## What you need to do
Copy the lines from the one with "Target: wooden post" to the one with "left=57, top=400, right=110, bottom=657", putting "metal" in place of "wooden" and leaving everything else the same.
►
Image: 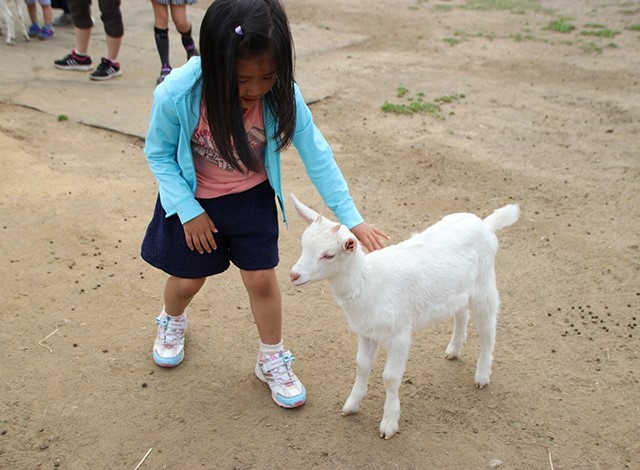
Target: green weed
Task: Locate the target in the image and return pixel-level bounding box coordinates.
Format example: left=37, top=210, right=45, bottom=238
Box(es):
left=381, top=87, right=465, bottom=119
left=462, top=0, right=541, bottom=13
left=582, top=42, right=604, bottom=54
left=433, top=93, right=464, bottom=103
left=580, top=29, right=620, bottom=38
left=544, top=18, right=576, bottom=34
left=443, top=38, right=464, bottom=46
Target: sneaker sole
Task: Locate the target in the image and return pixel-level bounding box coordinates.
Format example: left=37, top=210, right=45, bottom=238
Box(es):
left=153, top=350, right=184, bottom=368
left=89, top=72, right=122, bottom=82
left=53, top=64, right=93, bottom=72
left=256, top=370, right=307, bottom=409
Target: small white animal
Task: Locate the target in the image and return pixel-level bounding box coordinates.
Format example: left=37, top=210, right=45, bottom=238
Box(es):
left=0, top=0, right=29, bottom=46
left=290, top=194, right=520, bottom=439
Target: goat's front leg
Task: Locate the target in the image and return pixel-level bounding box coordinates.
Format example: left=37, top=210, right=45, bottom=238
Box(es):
left=380, top=332, right=411, bottom=439
left=342, top=336, right=378, bottom=416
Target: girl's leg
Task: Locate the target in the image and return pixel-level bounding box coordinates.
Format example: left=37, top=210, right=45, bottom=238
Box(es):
left=151, top=0, right=171, bottom=83
left=74, top=26, right=91, bottom=56
left=153, top=276, right=206, bottom=367
left=171, top=5, right=200, bottom=60
left=240, top=269, right=307, bottom=408
left=164, top=276, right=207, bottom=317
left=240, top=269, right=282, bottom=345
left=42, top=5, right=53, bottom=26
left=27, top=2, right=38, bottom=24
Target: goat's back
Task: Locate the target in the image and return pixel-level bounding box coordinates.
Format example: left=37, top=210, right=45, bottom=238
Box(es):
left=352, top=213, right=498, bottom=323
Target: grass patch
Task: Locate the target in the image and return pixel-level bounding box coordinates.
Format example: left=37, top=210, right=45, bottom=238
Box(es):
left=380, top=86, right=465, bottom=119
left=443, top=38, right=464, bottom=46
left=509, top=33, right=536, bottom=42
left=582, top=42, right=604, bottom=54
left=462, top=0, right=541, bottom=13
left=544, top=18, right=576, bottom=34
left=580, top=29, right=620, bottom=38
left=433, top=93, right=464, bottom=103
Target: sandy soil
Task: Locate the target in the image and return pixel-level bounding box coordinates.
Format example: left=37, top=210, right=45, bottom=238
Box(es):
left=0, top=0, right=640, bottom=469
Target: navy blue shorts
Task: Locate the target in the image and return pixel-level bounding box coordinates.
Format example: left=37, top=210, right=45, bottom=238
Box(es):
left=141, top=181, right=280, bottom=279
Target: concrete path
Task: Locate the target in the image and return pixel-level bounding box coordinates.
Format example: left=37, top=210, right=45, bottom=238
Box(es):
left=0, top=0, right=366, bottom=137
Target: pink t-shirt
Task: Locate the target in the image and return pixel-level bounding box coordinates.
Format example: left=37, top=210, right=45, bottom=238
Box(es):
left=191, top=102, right=267, bottom=199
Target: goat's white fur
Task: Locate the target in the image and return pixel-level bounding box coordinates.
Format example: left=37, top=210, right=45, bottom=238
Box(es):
left=0, top=0, right=29, bottom=46
left=290, top=194, right=520, bottom=439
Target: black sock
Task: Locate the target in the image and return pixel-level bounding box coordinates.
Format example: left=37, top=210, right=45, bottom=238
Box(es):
left=153, top=26, right=171, bottom=67
left=178, top=28, right=200, bottom=59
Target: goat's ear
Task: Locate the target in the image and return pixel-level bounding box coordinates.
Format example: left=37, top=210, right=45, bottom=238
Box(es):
left=291, top=193, right=321, bottom=224
left=342, top=236, right=358, bottom=253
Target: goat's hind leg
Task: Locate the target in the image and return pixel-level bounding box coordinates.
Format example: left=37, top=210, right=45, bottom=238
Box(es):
left=342, top=336, right=378, bottom=416
left=445, top=308, right=469, bottom=360
left=471, top=289, right=500, bottom=388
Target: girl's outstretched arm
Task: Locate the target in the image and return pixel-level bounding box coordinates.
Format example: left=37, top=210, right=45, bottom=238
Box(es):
left=351, top=222, right=390, bottom=251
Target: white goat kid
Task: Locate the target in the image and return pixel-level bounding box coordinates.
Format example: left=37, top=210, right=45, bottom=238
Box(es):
left=0, top=0, right=29, bottom=46
left=290, top=194, right=520, bottom=439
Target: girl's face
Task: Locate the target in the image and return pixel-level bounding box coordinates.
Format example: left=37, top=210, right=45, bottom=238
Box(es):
left=236, top=55, right=277, bottom=109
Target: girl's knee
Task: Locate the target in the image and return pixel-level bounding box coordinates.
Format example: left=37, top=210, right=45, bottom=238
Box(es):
left=242, top=269, right=278, bottom=296
left=166, top=276, right=206, bottom=298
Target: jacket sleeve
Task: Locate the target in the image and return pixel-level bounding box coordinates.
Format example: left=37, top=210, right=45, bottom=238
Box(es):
left=144, top=86, right=204, bottom=224
left=293, top=85, right=364, bottom=229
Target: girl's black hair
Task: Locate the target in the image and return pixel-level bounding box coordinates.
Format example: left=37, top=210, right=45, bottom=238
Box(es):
left=200, top=0, right=296, bottom=171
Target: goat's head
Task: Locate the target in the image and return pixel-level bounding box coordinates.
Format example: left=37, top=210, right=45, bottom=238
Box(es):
left=289, top=194, right=359, bottom=286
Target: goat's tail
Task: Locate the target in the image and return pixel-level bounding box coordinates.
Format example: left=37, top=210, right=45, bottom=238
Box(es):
left=483, top=204, right=520, bottom=231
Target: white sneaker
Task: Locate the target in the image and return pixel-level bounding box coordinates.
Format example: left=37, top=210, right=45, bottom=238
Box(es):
left=256, top=351, right=307, bottom=408
left=153, top=310, right=187, bottom=367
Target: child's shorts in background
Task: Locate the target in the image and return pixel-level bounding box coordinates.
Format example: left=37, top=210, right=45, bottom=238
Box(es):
left=142, top=181, right=279, bottom=279
left=24, top=0, right=51, bottom=7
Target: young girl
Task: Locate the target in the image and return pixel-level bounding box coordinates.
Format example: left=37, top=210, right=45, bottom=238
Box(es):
left=142, top=0, right=388, bottom=408
left=151, top=0, right=198, bottom=83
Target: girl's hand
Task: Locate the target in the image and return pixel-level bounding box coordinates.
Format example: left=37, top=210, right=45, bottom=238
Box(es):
left=182, top=212, right=218, bottom=254
left=351, top=222, right=391, bottom=251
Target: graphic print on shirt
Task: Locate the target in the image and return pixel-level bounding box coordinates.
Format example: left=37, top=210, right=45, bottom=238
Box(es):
left=191, top=122, right=267, bottom=171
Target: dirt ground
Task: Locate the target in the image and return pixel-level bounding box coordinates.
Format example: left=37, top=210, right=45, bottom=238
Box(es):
left=0, top=0, right=640, bottom=469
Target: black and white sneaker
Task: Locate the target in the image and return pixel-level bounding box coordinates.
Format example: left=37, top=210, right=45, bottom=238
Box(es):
left=89, top=57, right=122, bottom=80
left=53, top=49, right=93, bottom=70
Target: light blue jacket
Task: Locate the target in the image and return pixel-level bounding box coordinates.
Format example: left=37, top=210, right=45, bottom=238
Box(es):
left=144, top=57, right=363, bottom=228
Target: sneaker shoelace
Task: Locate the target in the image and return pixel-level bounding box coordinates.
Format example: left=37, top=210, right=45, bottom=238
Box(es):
left=156, top=315, right=187, bottom=346
left=260, top=351, right=296, bottom=385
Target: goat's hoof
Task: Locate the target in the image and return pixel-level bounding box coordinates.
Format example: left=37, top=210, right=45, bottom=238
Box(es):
left=380, top=418, right=400, bottom=440
left=342, top=406, right=360, bottom=416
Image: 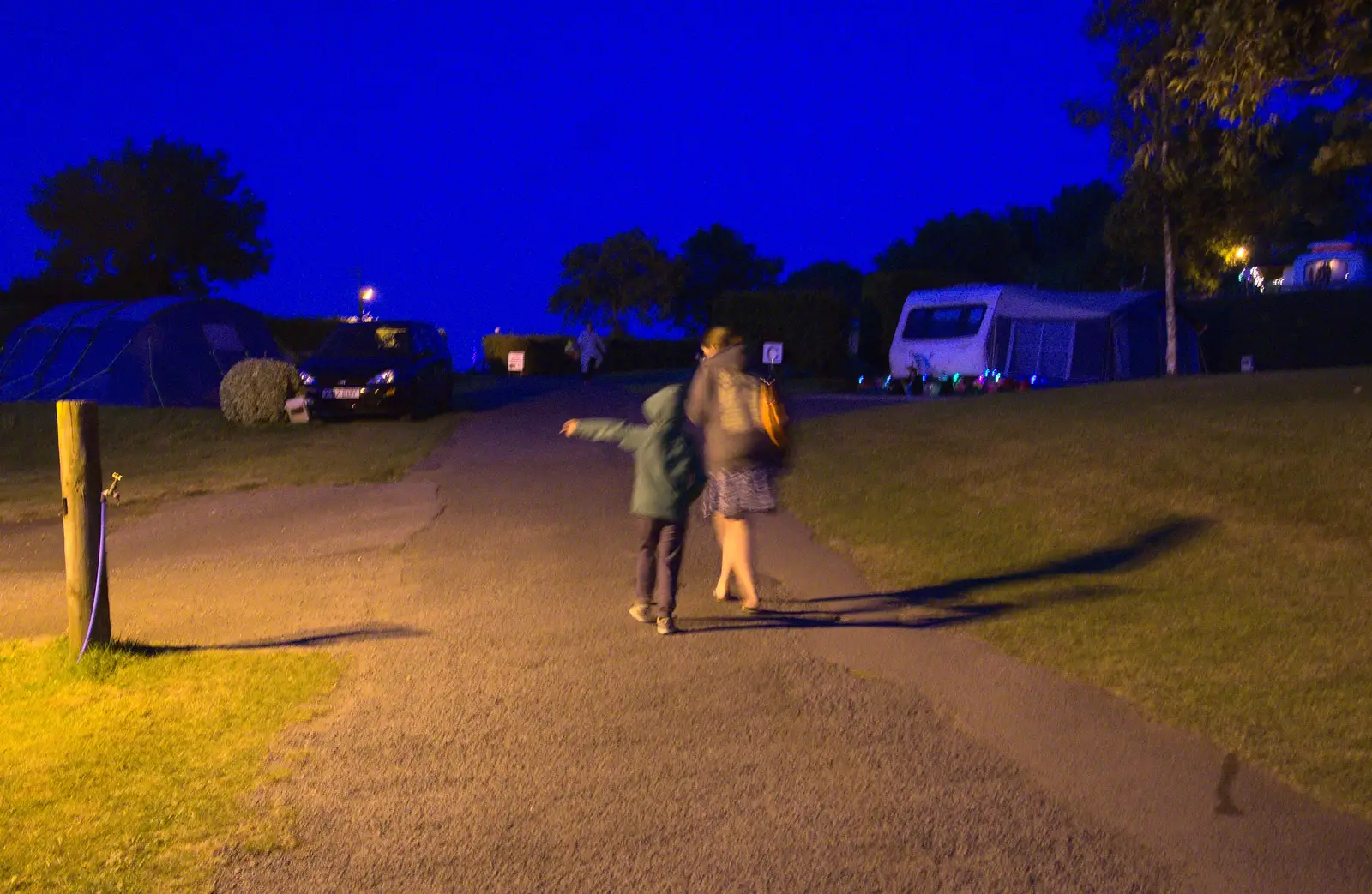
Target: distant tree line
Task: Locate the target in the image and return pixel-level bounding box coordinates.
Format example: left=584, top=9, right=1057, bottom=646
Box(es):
left=551, top=0, right=1372, bottom=372
left=0, top=137, right=272, bottom=342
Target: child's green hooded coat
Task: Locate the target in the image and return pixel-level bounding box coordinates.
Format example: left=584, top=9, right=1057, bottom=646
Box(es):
left=574, top=386, right=705, bottom=519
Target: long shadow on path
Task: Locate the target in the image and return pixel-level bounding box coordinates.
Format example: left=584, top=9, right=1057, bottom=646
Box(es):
left=683, top=517, right=1214, bottom=633
left=114, top=624, right=428, bottom=656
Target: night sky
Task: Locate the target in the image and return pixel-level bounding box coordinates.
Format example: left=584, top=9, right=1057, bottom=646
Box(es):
left=0, top=0, right=1110, bottom=357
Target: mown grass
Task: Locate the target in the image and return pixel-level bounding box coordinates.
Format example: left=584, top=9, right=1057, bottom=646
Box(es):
left=785, top=369, right=1372, bottom=817
left=0, top=640, right=341, bottom=891
left=0, top=403, right=458, bottom=522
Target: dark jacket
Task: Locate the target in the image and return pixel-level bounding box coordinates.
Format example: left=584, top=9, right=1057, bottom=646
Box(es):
left=686, top=345, right=777, bottom=474
left=574, top=386, right=705, bottom=519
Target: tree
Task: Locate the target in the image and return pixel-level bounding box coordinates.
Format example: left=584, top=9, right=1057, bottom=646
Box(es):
left=547, top=229, right=682, bottom=334
left=786, top=261, right=862, bottom=310
left=1170, top=0, right=1372, bottom=171
left=1072, top=0, right=1224, bottom=375
left=672, top=224, right=784, bottom=327
left=29, top=137, right=272, bottom=300
left=874, top=211, right=1031, bottom=283
left=876, top=180, right=1128, bottom=290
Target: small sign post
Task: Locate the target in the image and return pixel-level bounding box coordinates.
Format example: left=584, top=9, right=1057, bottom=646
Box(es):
left=57, top=400, right=110, bottom=658
left=763, top=341, right=782, bottom=379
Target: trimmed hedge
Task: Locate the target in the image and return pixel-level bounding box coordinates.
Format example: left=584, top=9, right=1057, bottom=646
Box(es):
left=711, top=290, right=852, bottom=375
left=482, top=334, right=700, bottom=375
left=266, top=317, right=341, bottom=359
left=1180, top=288, right=1372, bottom=373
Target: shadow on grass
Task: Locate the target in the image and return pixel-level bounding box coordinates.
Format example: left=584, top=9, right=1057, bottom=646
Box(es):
left=682, top=519, right=1214, bottom=633
left=110, top=624, right=428, bottom=657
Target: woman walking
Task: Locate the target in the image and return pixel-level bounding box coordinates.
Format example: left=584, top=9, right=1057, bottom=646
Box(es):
left=686, top=327, right=778, bottom=613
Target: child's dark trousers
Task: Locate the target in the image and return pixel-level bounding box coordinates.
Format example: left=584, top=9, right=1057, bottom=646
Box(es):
left=636, top=519, right=686, bottom=618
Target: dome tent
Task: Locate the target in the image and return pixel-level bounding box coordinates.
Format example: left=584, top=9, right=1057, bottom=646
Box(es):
left=0, top=297, right=281, bottom=407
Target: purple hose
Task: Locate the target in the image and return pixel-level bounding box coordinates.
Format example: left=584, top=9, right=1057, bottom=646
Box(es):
left=77, top=496, right=105, bottom=663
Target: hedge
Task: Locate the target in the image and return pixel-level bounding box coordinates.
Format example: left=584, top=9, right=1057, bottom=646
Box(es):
left=1180, top=288, right=1372, bottom=373
left=482, top=334, right=700, bottom=375
left=711, top=290, right=852, bottom=375
left=266, top=317, right=341, bottom=358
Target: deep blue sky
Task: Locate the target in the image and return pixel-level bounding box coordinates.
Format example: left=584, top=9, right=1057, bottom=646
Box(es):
left=0, top=0, right=1109, bottom=354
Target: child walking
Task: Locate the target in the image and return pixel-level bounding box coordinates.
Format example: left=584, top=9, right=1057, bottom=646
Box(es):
left=563, top=386, right=705, bottom=636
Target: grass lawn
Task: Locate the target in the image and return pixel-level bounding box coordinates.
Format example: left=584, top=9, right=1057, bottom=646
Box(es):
left=0, top=639, right=340, bottom=891
left=785, top=369, right=1372, bottom=817
left=0, top=403, right=458, bottom=522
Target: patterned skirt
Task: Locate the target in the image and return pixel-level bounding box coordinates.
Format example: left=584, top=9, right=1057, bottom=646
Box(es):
left=700, top=467, right=777, bottom=519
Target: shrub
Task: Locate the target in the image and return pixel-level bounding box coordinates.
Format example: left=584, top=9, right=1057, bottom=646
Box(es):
left=220, top=357, right=304, bottom=425
left=482, top=334, right=698, bottom=375
left=1182, top=288, right=1372, bottom=373
left=711, top=290, right=852, bottom=375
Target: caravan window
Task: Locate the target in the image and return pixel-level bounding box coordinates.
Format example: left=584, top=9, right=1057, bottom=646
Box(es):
left=900, top=304, right=986, bottom=341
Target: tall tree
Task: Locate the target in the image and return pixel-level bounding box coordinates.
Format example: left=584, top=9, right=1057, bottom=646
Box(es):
left=1072, top=0, right=1224, bottom=375
left=547, top=229, right=682, bottom=334
left=1170, top=0, right=1372, bottom=171
left=29, top=137, right=272, bottom=299
left=672, top=224, right=784, bottom=327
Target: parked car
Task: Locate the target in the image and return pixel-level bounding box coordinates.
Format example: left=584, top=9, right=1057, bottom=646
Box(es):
left=300, top=321, right=453, bottom=417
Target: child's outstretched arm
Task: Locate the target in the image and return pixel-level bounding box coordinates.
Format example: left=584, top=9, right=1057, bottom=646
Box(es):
left=563, top=420, right=647, bottom=451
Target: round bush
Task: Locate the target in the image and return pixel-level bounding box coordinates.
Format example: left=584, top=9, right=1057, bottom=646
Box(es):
left=220, top=358, right=304, bottom=425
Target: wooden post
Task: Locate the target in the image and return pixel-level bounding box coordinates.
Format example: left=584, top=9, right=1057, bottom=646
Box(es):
left=57, top=400, right=110, bottom=657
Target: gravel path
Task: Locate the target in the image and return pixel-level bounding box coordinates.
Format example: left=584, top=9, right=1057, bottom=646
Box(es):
left=0, top=386, right=1187, bottom=892
left=218, top=387, right=1169, bottom=891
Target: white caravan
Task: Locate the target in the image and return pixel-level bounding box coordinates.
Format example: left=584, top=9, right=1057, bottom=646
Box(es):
left=890, top=285, right=1200, bottom=382
left=1281, top=242, right=1372, bottom=292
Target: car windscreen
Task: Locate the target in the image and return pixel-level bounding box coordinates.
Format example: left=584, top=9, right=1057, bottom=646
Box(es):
left=900, top=304, right=986, bottom=341
left=317, top=327, right=413, bottom=357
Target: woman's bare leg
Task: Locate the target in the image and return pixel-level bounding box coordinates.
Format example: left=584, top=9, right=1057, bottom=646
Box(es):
left=709, top=513, right=732, bottom=601
left=729, top=519, right=759, bottom=609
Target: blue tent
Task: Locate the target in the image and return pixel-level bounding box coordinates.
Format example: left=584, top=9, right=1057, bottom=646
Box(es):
left=0, top=297, right=281, bottom=407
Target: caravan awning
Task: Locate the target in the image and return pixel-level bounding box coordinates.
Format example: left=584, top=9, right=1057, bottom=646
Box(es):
left=996, top=285, right=1154, bottom=320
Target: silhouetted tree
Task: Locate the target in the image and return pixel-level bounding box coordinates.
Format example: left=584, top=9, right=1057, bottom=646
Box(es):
left=29, top=139, right=272, bottom=300
left=785, top=261, right=862, bottom=310
left=672, top=224, right=784, bottom=327
left=547, top=229, right=682, bottom=334
left=1170, top=0, right=1372, bottom=171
◄
## Solution to this task
Target: metal post
Task: Locate the target in the image and return pixel-level bounding box coordinates.
Format example: left=584, top=9, right=1057, bottom=646
Box(es):
left=57, top=400, right=110, bottom=657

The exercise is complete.